Rows from an object pointing dataset
┌──

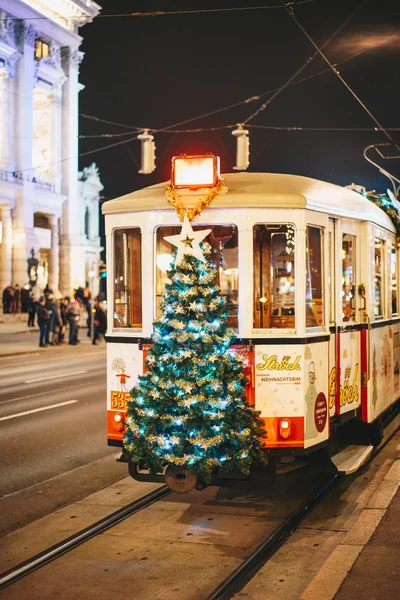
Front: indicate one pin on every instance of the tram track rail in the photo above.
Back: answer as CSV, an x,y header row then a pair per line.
x,y
237,580
57,550
240,577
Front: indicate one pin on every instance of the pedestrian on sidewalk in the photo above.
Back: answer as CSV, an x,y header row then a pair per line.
x,y
73,313
87,302
64,318
32,310
25,295
43,322
17,293
55,323
99,322
13,306
49,305
6,300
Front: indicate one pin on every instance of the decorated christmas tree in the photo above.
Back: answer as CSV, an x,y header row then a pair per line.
x,y
189,410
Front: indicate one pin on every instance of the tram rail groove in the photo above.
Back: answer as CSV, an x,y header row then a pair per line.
x,y
42,558
237,580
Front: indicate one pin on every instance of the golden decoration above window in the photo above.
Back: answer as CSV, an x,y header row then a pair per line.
x,y
182,212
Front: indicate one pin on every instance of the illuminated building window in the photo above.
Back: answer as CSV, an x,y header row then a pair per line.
x,y
314,278
393,280
378,281
274,276
348,276
42,50
127,278
87,223
224,242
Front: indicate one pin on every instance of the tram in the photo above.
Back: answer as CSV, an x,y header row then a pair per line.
x,y
309,272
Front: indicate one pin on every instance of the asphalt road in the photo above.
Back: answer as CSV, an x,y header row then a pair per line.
x,y
53,440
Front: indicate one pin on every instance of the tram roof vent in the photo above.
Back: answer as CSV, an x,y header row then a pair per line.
x,y
357,188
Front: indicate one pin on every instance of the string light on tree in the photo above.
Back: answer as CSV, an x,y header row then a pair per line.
x,y
189,411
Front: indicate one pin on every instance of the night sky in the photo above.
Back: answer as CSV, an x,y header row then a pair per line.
x,y
156,71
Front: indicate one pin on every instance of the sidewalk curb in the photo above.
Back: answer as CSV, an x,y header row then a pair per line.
x,y
20,353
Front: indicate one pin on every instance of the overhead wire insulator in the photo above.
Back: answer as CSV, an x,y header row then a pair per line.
x,y
148,152
242,148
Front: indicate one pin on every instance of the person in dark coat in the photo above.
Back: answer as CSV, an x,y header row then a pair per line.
x,y
55,323
73,314
43,322
6,300
32,310
25,295
49,305
99,322
17,293
64,318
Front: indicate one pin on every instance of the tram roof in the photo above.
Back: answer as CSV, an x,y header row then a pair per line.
x,y
262,190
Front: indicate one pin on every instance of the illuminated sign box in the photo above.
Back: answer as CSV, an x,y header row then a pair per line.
x,y
192,172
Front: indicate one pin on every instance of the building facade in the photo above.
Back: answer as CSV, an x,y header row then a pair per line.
x,y
49,223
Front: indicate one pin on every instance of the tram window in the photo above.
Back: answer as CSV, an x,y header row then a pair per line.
x,y
378,281
393,279
314,278
348,276
274,276
224,242
127,278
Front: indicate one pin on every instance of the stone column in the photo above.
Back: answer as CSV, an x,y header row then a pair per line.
x,y
72,264
56,177
5,120
54,254
23,236
6,248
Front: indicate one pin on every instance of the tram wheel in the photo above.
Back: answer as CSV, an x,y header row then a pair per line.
x,y
265,474
180,480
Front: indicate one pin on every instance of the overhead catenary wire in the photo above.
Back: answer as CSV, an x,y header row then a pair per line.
x,y
301,68
269,127
157,13
336,72
259,96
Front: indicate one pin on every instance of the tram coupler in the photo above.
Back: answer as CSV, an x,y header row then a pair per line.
x,y
123,458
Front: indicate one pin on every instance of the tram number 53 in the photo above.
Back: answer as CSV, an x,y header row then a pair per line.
x,y
120,400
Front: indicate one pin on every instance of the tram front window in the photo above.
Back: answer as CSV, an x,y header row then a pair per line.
x,y
274,276
224,242
314,278
348,276
127,278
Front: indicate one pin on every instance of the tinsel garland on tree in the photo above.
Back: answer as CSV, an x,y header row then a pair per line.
x,y
189,409
389,206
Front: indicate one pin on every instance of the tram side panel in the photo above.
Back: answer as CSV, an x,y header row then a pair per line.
x,y
384,370
292,392
124,365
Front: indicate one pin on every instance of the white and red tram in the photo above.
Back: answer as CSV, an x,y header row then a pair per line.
x,y
309,272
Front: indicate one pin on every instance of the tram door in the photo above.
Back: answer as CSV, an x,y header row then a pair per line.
x,y
334,366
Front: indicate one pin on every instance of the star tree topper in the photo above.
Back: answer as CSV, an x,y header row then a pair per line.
x,y
188,242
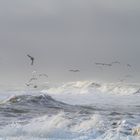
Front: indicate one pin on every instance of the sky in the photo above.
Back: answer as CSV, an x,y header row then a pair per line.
x,y
73,34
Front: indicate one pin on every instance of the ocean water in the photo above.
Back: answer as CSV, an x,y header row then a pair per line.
x,y
82,110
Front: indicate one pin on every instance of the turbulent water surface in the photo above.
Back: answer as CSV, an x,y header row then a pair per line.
x,y
73,111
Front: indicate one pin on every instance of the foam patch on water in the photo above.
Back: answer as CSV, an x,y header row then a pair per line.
x,y
62,127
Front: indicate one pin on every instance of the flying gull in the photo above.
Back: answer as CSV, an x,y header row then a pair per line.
x,y
74,70
43,75
103,64
31,58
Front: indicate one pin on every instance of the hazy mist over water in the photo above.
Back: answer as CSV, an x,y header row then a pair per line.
x,y
64,35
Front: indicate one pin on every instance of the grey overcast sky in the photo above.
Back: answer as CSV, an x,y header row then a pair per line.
x,y
69,34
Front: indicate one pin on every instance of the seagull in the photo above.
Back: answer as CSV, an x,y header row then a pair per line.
x,y
28,84
138,91
32,59
103,64
115,62
32,79
128,65
74,70
43,74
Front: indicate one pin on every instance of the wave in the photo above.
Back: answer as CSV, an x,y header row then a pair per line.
x,y
85,87
60,126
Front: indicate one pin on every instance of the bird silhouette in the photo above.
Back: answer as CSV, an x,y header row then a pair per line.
x,y
103,64
31,58
74,70
43,75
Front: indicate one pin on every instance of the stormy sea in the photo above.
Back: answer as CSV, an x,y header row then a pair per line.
x,y
82,110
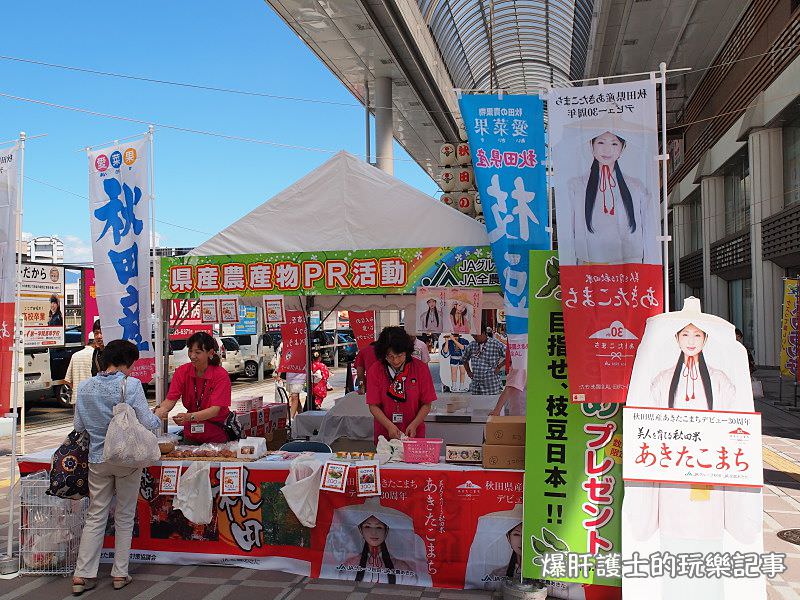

└──

TASK STATEMENT » Present every line of the listing above as a numbered list, skipping blank lines and leaving the pictures out.

THE OUTPUT »
1. Front: indicate one pin on every instance of the tram track rail in the photo above.
2. Back: answer as CSV, an x,y header row then a pair per line.
3. x,y
4. 237,580
5. 57,550
6. 240,577
7. Front: indicate one pin on every instance of the pedestrian on sidewalk in the photo above.
8. Back: answer as CSV, an x,y header row then a pair per line.
9. x,y
10. 73,313
11. 87,302
12. 64,318
13. 32,310
14. 25,295
15. 43,322
16. 17,293
17. 55,323
18. 99,322
19. 13,306
20. 49,305
21. 6,300
22. Front: indicate one pin on every instance of the decorated christmas tree in the photo above.
23. Back: answer as CSV, an x,y header row then a pair per line.
24. x,y
25. 189,410
26. Front: indicate one pin on every instance of the tram rail groove in the photo above.
27. Back: answer as CSV, an x,y header row then a pair per line.
28. x,y
29. 42,558
30. 237,580
31. Front: indicate one pin on every instance of the golden decoration above window in the photo above.
32. Back: answer as CSV, an x,y header row then a pair per line.
33. x,y
34. 182,212
35. Front: indicate one pin on every instance of the illuminated building window in the photo above.
36. Back: answer as CSV, an x,y header row then a pair per line.
37. x,y
38. 314,278
39. 393,280
40. 378,281
41. 274,276
42. 348,276
43. 42,50
44. 127,278
45. 87,223
46. 224,242
47. Front: indicate one pin on every instance of the tram in the photo above.
48. Back: answer as CSV, an x,y header row then a pair per line.
49. x,y
50. 309,272
51. Front: indicate one pin on every instance of the asphalt road in the photo above.
52. Back: answer as CSV, an x,y header row then a pair per line.
53. x,y
54. 53,440
55. Front: indicate one pin on every instance of the tram roof vent in the photo above.
56. Back: answer as CSV, an x,y header row then a pair per line.
57. x,y
58. 357,188
59. Front: indicate one pin on every instance of the string light on tree in the photo above.
60. Back: answer as CSV, an x,y header row then a pair per line.
61. x,y
62. 189,411
63. Front: indicate one pin on every instance of the night sky in the photo above.
64. Back: answer as CSV, an x,y header row then a pair per line.
65. x,y
66. 156,71
67. Front: indicate one pin on every instance of the sidewalk curb in the photo above.
68. Back: answer as CSV, an x,y header row then a pair per line.
69. x,y
70. 20,353
71. Front: indicate one pin on every instance of the overhead wire insulator in the photo above.
72. Back: answer as CSV, an x,y header row then a pair per line.
73. x,y
74. 148,152
75. 242,148
76. Front: indicate one pin on every instance of the person in dark coat in the photo above.
77. Back: answer as CSV, an x,y header row then a pair per line.
78. x,y
79. 55,323
80. 73,314
81. 43,322
82. 6,300
83. 32,310
84. 25,295
85. 49,305
86. 99,322
87. 17,293
88. 64,318
89. Front: indicate one pin on every instance of the tram roof in the photo above.
90. Back: answer as CSV, an x,y header row then a pair per line.
91. x,y
92. 262,190
93. Front: indicate one pin on every instance of the illuminated sign box in the photo above.
94. Back: answer as CSV, an x,y header row then a pair per line.
95. x,y
96. 192,172
97. Front: indicate one pin on every instance of the building facade in the photo above.
98. Back: answer as CSV, an x,y header row then a pair per line.
99. x,y
100. 49,223
101. Front: indicate one pin on every instance of the tram window in the photo above.
102. Back: answer as CSV, an x,y header row then a pair per line.
103. x,y
104. 378,281
105. 393,279
106. 314,278
107. 348,276
108. 274,276
109. 224,242
110. 127,278
111. Front: indicate one pin on every instance of the stone column in the photo above.
112. Back: answer as CSV, an x,y header row then a pair per line.
113. x,y
114. 72,264
115. 56,177
116. 5,120
117. 54,254
118. 23,236
119. 6,248
120. Front: indicate one pin on every instance of the tram wheel in the photo above.
121. Back: answer as CSV, an x,y header row then a pair per line.
122. x,y
123. 265,474
124. 180,480
125. Front: indicate one pin on every instance of the overhead catenary wire in the photo above.
126. Back: answer as CSV, an x,y header row then a pair per line.
127. x,y
128. 301,68
129. 269,127
130. 157,13
131. 336,72
132. 259,96
133. Front: indicate one pin on every instance of the tram coupler in the photo above.
134. Back: answer as CSV, an x,y header row then a pair per line.
135. x,y
136. 123,458
137. Front: indicate one pin on every instance of the tram number 53 in the photo above.
138. Back: answer as CSV, an x,y header row then a pair per line.
139. x,y
140. 120,400
141. Front: indicate one pin on every instance of the tram front window in the photo above.
142. Back: answer as CSV, an x,y header row then a pair per line.
143. x,y
144. 274,276
145. 224,242
146. 314,278
147. 348,276
148. 127,278
149. Front: indicate one pin on every instance of the tinsel garland on tree in the photo above.
150. Back: answer as CSV, an x,y header row then a pair per line.
151. x,y
152. 189,409
153. 389,206
154. Front: indicate one pin on every instance of the tram side panel in the photo above.
155. Back: answer as CSV, an x,y header row then a pair per line.
156. x,y
157. 384,370
158. 292,392
159. 124,365
160. Front: indicate one pin on every instance of the white and red tram in the photo above.
161. Back: answer as CSV, an x,y header row then a pair per line.
162. x,y
163. 309,272
164. Front: indicate one pin on every instance of the tram door in the photo above.
165. Back: answer as CSV, an x,y header row then a pair per line.
166. x,y
167. 334,366
168. Front: indicate one pin on every instance of the star tree topper in the photo above.
169. Back: answer as CSV, an x,y header row then a pair per line.
170. x,y
171. 188,242
172. Front: indicate one pin on every instance of the sky in the photo above.
173. Back: answer as CSV, an x,y header row then a pair per line.
174. x,y
175. 73,34
176. Front: indicate one pin on every instance of the ocean water in the photo above.
177. Back: answer as CSV, an x,y header row then a pair per line.
178. x,y
179. 82,110
180. Front: indicate one pin on every instance of the turbulent water surface in the photo above.
181. Back: answer as CSV, an x,y header row then a pair per line.
182. x,y
183. 73,111
184. Front: indicate one pin on every instance of the foam patch on water in the photo above.
185. Back: answer as CSV, an x,y header row then a pair per line.
186. x,y
187. 62,127
188. Front: indicate one pin on every instance of the flying gull in the photo above.
189. Back: answer as CSV, an x,y header row then a pair per line.
190. x,y
191. 74,70
192. 43,75
193. 103,64
194. 31,58
195. Front: indicate one pin on every instance of the hazy mist over water in the photo above.
196. Back: answer as CSV, an x,y header row then a pair per line.
197. x,y
198. 64,35
199. Front: indicate one pin on every instance of the grey overcast sky in the photo above.
200. Back: answer as CSV, an x,y header row then a pair per line.
201. x,y
202. 69,34
203. Front: indicate one pin on every instance of the seagull in the photo above.
204. Back: answer as CSV, an x,y header row then a pair per line.
205. x,y
206. 28,84
207. 138,91
208. 32,59
209. 103,64
210. 115,62
211. 32,79
212. 128,65
213. 74,70
214. 43,74
215. Front: indicate one pin on every instance of the wave in the photo above.
216. Back: answer as CSV, an x,y header row then a pair per line.
217. x,y
218. 85,87
219. 60,126
220. Front: indicate one pin on every instance of the bird silhouette in the photo above.
221. Back: answer as CSV, an x,y header row then a pair per line.
222. x,y
223. 103,64
224. 31,58
225. 74,70
226. 43,75
227. Front: indicate one pin on every instance of the stormy sea in the photo above.
228. Back: answer as CSV, an x,y header row then a pair per line.
229. x,y
230. 82,110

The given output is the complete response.